### What you need to do
Transcribe the records below in full; pictures stay out of the copy.
[Material provided — start]
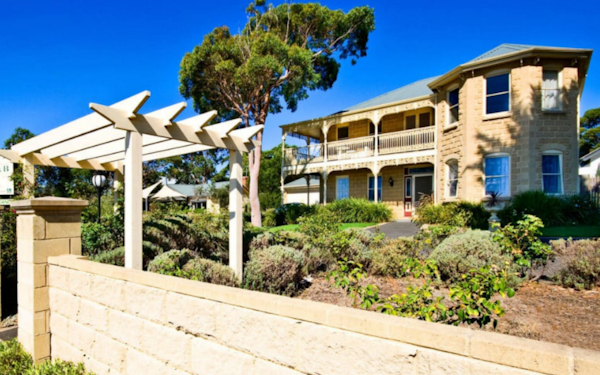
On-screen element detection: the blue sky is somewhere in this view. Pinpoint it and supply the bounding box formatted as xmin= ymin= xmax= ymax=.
xmin=1 ymin=0 xmax=598 ymax=151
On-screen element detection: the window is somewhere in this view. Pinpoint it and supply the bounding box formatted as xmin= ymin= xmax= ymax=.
xmin=448 ymin=88 xmax=459 ymax=124
xmin=542 ymin=70 xmax=561 ymax=111
xmin=337 ymin=126 xmax=349 ymax=140
xmin=484 ymin=155 xmax=510 ymax=196
xmin=446 ymin=160 xmax=458 ymax=198
xmin=485 ymin=73 xmax=510 ymax=114
xmin=405 ymin=177 xmax=412 ymax=198
xmin=368 ymin=176 xmax=382 ymax=202
xmin=405 ymin=115 xmax=416 ymax=130
xmin=336 ymin=176 xmax=349 ymax=200
xmin=419 ymin=112 xmax=431 ymax=127
xmin=542 ymin=152 xmax=563 ymax=194
xmin=369 ymin=121 xmax=382 ymax=135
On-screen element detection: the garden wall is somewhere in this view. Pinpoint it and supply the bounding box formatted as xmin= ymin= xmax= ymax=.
xmin=45 ymin=254 xmax=599 ymax=375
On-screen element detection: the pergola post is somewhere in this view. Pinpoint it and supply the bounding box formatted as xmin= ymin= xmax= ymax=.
xmin=124 ymin=131 xmax=143 ymax=270
xmin=23 ymin=155 xmax=35 ymax=198
xmin=229 ymin=149 xmax=243 ymax=281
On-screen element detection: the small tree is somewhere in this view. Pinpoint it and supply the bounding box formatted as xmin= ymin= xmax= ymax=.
xmin=580 ymin=107 xmax=600 ymax=157
xmin=179 ymin=1 xmax=375 ymax=226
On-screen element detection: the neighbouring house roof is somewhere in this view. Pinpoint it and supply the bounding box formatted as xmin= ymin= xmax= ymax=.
xmin=581 ymin=148 xmax=600 ymax=163
xmin=343 ymin=76 xmax=440 ymax=112
xmin=150 ymin=181 xmax=229 ymax=201
xmin=284 ymin=177 xmax=320 ymax=189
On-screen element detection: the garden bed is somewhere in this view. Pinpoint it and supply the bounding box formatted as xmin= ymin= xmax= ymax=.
xmin=298 ymin=277 xmax=600 ymax=351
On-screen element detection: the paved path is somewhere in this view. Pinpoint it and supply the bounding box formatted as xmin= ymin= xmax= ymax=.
xmin=366 ymin=220 xmax=420 ymax=239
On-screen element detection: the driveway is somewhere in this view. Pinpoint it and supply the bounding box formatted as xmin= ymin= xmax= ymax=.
xmin=366 ymin=220 xmax=419 ymax=239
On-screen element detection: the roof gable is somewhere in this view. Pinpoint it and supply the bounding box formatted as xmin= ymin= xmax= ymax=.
xmin=467 ymin=43 xmax=537 ymax=63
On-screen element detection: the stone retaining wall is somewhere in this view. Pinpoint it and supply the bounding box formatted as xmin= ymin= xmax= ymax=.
xmin=46 ymin=255 xmax=600 ymax=375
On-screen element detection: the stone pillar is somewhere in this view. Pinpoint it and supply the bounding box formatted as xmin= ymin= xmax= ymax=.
xmin=12 ymin=197 xmax=88 ymax=363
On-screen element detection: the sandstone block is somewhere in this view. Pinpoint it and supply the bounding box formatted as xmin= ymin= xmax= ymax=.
xmin=90 ymin=332 xmax=127 ymax=373
xmin=48 ymin=287 xmax=80 ymax=320
xmin=107 ymin=309 xmax=144 ymax=349
xmin=123 ymin=282 xmax=167 ymax=323
xmin=18 ymin=262 xmax=47 ymax=288
xmin=89 ymin=274 xmax=126 ymax=310
xmin=191 ymin=337 xmax=255 ymax=375
xmin=17 ymin=215 xmax=46 ymax=240
xmin=68 ymin=318 xmax=97 ymax=354
xmin=44 ymin=214 xmax=81 ymax=239
xmin=17 ymin=238 xmax=70 ymax=264
xmin=140 ymin=319 xmax=192 ymax=371
xmin=125 ymin=347 xmax=170 ymax=375
xmin=48 ymin=265 xmax=71 ymax=291
xmin=78 ymin=298 xmax=109 ymax=332
xmin=18 ymin=283 xmax=49 ymax=313
xmin=165 ymin=292 xmax=218 ymax=337
xmin=50 ymin=335 xmax=85 ymax=364
xmin=18 ymin=307 xmax=48 ymax=336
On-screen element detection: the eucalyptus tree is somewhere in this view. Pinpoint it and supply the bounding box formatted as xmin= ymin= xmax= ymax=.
xmin=179 ymin=0 xmax=375 ymax=226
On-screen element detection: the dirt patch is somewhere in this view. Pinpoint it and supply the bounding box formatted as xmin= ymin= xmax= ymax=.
xmin=297 ymin=277 xmax=600 ymax=351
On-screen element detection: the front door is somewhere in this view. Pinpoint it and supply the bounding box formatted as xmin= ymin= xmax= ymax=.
xmin=404 ymin=174 xmax=433 ymax=216
xmin=414 ymin=175 xmax=434 ymax=206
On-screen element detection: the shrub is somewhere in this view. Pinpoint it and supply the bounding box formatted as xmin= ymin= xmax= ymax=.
xmin=274 ymin=203 xmax=315 ymax=226
xmin=0 ymin=339 xmax=32 ymax=375
xmin=181 ymin=258 xmax=239 ymax=287
xmin=89 ymin=247 xmax=125 ymax=266
xmin=244 ymin=245 xmax=306 ymax=296
xmin=263 ymin=208 xmax=277 ymax=227
xmin=553 ymin=239 xmax=600 ymax=290
xmin=324 ymin=198 xmax=392 ymax=223
xmin=429 ymin=230 xmax=520 ymax=287
xmin=82 ymin=222 xmax=119 ymax=256
xmin=456 ymin=201 xmax=490 ymax=230
xmin=28 ymin=360 xmax=93 ymax=375
xmin=1 ymin=209 xmax=17 ymax=281
xmin=413 ymin=196 xmax=488 ymax=229
xmin=147 ymin=249 xmax=195 ymax=274
xmin=371 ymin=237 xmax=420 ymax=277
[Material provided — finish]
### Exercise solution
On-screen element detection: the blue sky is somewhere in this view. Pinpoint it and supply the bounding box formatted as xmin= ymin= xmax= ymax=.
xmin=1 ymin=0 xmax=598 ymax=151
On-screen element detection: the window is somewhere in this view. Pinpoint it and supply the bounding box formatted as xmin= ymin= xmax= ymax=.
xmin=448 ymin=88 xmax=459 ymax=124
xmin=542 ymin=70 xmax=561 ymax=111
xmin=337 ymin=126 xmax=349 ymax=140
xmin=484 ymin=155 xmax=510 ymax=196
xmin=446 ymin=160 xmax=458 ymax=198
xmin=485 ymin=73 xmax=510 ymax=114
xmin=405 ymin=177 xmax=412 ymax=198
xmin=368 ymin=176 xmax=382 ymax=202
xmin=405 ymin=115 xmax=416 ymax=130
xmin=336 ymin=176 xmax=349 ymax=200
xmin=419 ymin=112 xmax=431 ymax=127
xmin=542 ymin=152 xmax=563 ymax=194
xmin=369 ymin=121 xmax=382 ymax=135
On-screen element detection: the garden wall is somewhere in this view. Pinpoint it and supply the bounding box formatted as xmin= ymin= xmax= ymax=.
xmin=45 ymin=254 xmax=599 ymax=375
On-screen element detection: the pergola post is somewhere in this view. Pinpoint it and supply the bounding box formatted as xmin= ymin= xmax= ymax=.
xmin=124 ymin=131 xmax=143 ymax=270
xmin=23 ymin=155 xmax=35 ymax=198
xmin=229 ymin=149 xmax=243 ymax=281
On-screen element detection: the small tree is somewhere in this view. Pinpoint it and supply the bounding box formatted as xmin= ymin= xmax= ymax=.
xmin=580 ymin=107 xmax=600 ymax=157
xmin=179 ymin=1 xmax=375 ymax=226
On-screen element detection: the neighbouring house roof is somewhere in this view. Pinpoint it and supply the bounding box formatted as xmin= ymin= xmax= ymax=.
xmin=581 ymin=148 xmax=600 ymax=163
xmin=343 ymin=76 xmax=440 ymax=112
xmin=150 ymin=181 xmax=229 ymax=201
xmin=284 ymin=177 xmax=320 ymax=189
On-screen element detection: the garden bed is somewhere in this view. Pinpoint it and supply the bounding box formatted as xmin= ymin= xmax= ymax=.
xmin=298 ymin=277 xmax=600 ymax=351
On-screen element detection: the paved path is somewhere in this view. Pinpoint it and supply the bounding box formatted as xmin= ymin= xmax= ymax=.
xmin=366 ymin=220 xmax=420 ymax=239
On-screen element detection: the driveway is somewhere in this view. Pinpoint it and supply the bounding box formatted as xmin= ymin= xmax= ymax=.
xmin=366 ymin=220 xmax=419 ymax=239
On-screen element detection: the roof gable is somewhere in this view. Pinpoint it and supply the bounding box formatted as xmin= ymin= xmax= ymax=.
xmin=467 ymin=43 xmax=537 ymax=63
On-screen element detection: the stone retaining wall is somewhere in this view. Pinpoint it and supply the bounding box formatted as xmin= ymin= xmax= ymax=.
xmin=46 ymin=255 xmax=600 ymax=375
On-screen element detection: the stone pillar is somewhere in this view. Pinpoint it and supply the bounding box formatted as xmin= ymin= xmax= ymax=.
xmin=12 ymin=197 xmax=88 ymax=363
On-screen element detection: the sandstone block is somewhere in this view. Pinpoint it and supply the bounding box formatted as xmin= ymin= xmax= ymax=.
xmin=90 ymin=332 xmax=127 ymax=373
xmin=48 ymin=287 xmax=80 ymax=320
xmin=107 ymin=309 xmax=144 ymax=349
xmin=123 ymin=282 xmax=167 ymax=323
xmin=18 ymin=262 xmax=47 ymax=288
xmin=89 ymin=274 xmax=126 ymax=310
xmin=191 ymin=337 xmax=255 ymax=375
xmin=17 ymin=215 xmax=46 ymax=240
xmin=68 ymin=318 xmax=97 ymax=354
xmin=44 ymin=214 xmax=81 ymax=239
xmin=17 ymin=238 xmax=70 ymax=264
xmin=140 ymin=319 xmax=192 ymax=371
xmin=125 ymin=347 xmax=170 ymax=375
xmin=48 ymin=265 xmax=71 ymax=291
xmin=78 ymin=298 xmax=109 ymax=332
xmin=18 ymin=283 xmax=49 ymax=313
xmin=165 ymin=292 xmax=218 ymax=337
xmin=50 ymin=335 xmax=85 ymax=364
xmin=18 ymin=307 xmax=48 ymax=336
On-screen element detection: the eucalyptus tree is somewhere in this view. Pinpoint it and supply the bounding box formatted as xmin= ymin= xmax= ymax=.
xmin=179 ymin=0 xmax=375 ymax=226
On-screen element detection: the dirt patch is somewhere in this view. Pinpoint it and supply the bounding box formatted as xmin= ymin= xmax= ymax=.
xmin=297 ymin=277 xmax=600 ymax=351
On-screen element detection: the front door is somewhere in this view. Pinpoint it and supply the bounding box formatted as xmin= ymin= xmax= ymax=.
xmin=404 ymin=174 xmax=433 ymax=216
xmin=414 ymin=175 xmax=434 ymax=206
On-screen element detection: the shrub is somewhere in this view. Pinpoint it and supply the bounding box formatted as xmin= ymin= xmax= ymax=.
xmin=274 ymin=203 xmax=315 ymax=226
xmin=0 ymin=339 xmax=32 ymax=375
xmin=181 ymin=258 xmax=239 ymax=287
xmin=89 ymin=247 xmax=125 ymax=266
xmin=244 ymin=245 xmax=306 ymax=296
xmin=263 ymin=208 xmax=277 ymax=227
xmin=553 ymin=239 xmax=600 ymax=290
xmin=324 ymin=198 xmax=392 ymax=223
xmin=429 ymin=230 xmax=520 ymax=287
xmin=82 ymin=222 xmax=119 ymax=256
xmin=456 ymin=201 xmax=490 ymax=230
xmin=28 ymin=360 xmax=93 ymax=375
xmin=1 ymin=209 xmax=17 ymax=281
xmin=413 ymin=196 xmax=488 ymax=229
xmin=147 ymin=249 xmax=195 ymax=274
xmin=371 ymin=237 xmax=420 ymax=277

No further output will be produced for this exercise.